§ Exercise goal:
Find the line that contains "side window in". Output it and every line after it to the end of the records, exactly as they appear.

==================================================

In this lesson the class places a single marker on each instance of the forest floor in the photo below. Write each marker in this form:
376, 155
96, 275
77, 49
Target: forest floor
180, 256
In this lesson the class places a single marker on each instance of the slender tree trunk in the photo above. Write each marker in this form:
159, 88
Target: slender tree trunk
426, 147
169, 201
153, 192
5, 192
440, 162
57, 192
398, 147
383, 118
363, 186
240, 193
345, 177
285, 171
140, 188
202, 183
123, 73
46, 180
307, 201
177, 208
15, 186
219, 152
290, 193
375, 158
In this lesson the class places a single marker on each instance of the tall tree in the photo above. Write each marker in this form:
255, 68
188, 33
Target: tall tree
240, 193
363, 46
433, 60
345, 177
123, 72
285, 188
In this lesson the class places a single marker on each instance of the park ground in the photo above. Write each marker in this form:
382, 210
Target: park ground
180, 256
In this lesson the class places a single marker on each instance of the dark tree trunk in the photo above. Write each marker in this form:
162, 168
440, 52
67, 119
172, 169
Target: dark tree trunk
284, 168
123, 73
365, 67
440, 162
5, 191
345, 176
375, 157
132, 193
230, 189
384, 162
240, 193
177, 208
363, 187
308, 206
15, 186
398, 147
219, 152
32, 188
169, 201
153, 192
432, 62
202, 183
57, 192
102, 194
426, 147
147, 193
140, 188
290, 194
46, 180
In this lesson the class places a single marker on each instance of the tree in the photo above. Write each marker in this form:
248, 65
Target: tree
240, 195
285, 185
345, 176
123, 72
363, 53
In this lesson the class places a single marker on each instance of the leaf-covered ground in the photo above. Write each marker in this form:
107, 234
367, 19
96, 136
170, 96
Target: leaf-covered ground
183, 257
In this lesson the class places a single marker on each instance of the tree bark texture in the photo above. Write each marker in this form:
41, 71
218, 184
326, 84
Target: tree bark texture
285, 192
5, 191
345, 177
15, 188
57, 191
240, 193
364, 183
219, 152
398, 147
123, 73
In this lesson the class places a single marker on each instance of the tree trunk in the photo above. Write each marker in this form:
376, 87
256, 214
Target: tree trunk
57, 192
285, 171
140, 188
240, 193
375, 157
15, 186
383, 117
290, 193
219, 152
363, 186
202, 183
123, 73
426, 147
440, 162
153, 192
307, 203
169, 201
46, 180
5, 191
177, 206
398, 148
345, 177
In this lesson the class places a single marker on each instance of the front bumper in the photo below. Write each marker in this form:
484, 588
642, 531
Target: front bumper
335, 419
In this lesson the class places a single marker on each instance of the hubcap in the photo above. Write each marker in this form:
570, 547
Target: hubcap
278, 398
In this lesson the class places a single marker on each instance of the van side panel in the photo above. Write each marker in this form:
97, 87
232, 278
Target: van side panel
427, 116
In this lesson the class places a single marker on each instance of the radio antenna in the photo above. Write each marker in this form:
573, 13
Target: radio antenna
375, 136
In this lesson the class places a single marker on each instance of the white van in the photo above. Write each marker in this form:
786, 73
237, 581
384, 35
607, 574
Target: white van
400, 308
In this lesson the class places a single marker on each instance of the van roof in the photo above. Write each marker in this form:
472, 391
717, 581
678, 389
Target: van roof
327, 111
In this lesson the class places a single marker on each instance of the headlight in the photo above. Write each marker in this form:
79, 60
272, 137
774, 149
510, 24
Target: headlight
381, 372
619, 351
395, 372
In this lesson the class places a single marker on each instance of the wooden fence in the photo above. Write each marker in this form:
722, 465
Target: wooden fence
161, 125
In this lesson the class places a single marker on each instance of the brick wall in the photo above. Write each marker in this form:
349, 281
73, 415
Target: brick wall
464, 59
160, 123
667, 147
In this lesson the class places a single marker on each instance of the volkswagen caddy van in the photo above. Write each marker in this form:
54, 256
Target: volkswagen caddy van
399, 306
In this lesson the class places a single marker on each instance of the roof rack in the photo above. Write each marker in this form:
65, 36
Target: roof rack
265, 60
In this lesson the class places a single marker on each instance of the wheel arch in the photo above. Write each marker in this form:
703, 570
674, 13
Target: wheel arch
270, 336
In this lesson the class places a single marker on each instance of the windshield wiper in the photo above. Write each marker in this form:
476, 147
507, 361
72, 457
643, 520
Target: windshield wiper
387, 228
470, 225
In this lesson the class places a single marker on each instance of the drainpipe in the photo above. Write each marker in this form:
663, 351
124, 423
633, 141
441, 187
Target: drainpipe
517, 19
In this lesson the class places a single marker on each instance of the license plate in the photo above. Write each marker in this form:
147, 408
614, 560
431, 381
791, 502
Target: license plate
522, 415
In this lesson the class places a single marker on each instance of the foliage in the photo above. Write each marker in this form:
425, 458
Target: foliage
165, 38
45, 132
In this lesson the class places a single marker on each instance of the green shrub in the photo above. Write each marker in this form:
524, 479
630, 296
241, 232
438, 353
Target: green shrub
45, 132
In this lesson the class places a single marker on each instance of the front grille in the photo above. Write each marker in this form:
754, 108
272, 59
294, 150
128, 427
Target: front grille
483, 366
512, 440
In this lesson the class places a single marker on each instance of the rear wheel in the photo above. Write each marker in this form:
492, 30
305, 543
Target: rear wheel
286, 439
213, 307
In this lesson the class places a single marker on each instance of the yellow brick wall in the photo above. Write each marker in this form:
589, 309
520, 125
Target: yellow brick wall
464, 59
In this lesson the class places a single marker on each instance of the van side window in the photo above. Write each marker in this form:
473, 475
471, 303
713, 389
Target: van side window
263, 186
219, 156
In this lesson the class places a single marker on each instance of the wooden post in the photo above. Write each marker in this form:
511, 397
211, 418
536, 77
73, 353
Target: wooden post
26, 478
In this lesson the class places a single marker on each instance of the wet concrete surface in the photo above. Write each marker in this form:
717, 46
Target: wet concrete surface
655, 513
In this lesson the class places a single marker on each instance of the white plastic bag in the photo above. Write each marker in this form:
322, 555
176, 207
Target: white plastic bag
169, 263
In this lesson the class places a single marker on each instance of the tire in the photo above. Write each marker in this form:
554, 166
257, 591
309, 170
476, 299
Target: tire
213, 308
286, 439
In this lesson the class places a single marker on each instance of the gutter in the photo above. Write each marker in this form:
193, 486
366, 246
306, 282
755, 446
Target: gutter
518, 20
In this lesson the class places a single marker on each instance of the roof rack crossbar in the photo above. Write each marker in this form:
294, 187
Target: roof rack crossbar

==================================================

§ Solution for this exercise:
In this lesson the class places a single marker on each instance of the van side window in the photo above. Write each marker in this form:
473, 475
471, 303
713, 389
Target: van side window
263, 186
219, 156
In this lesson the class places a single marker on each instance of the wooden post in the photo above. Write each marker in this form:
511, 397
211, 418
536, 77
73, 353
Target: wooden post
26, 478
In this lesson the class places a single marker on each instance of the wet concrete surface in the photo above. Write each marker in this form:
717, 46
Target: wet concrete surface
655, 513
In this lesson the class places a single marker on each instance of the white plastic bag in the photo above. Write each marker in this form:
322, 555
176, 207
Target: white plastic bag
169, 263
In this lesson the class places a single marker on each instance of the tire in the photo above. Write each marker in this form:
554, 166
257, 591
309, 170
476, 299
Target: tire
213, 308
286, 439
In this lesson the class places a single marker on each instance of the gutter in the photo above. Write each marker in this form:
193, 486
366, 246
306, 282
755, 446
Target: gutter
518, 20
In this lesson the class places a single marker on each instance of the roof rack crossbar in the photo above. Write each marker in this form:
294, 187
Target: roof rack crossbar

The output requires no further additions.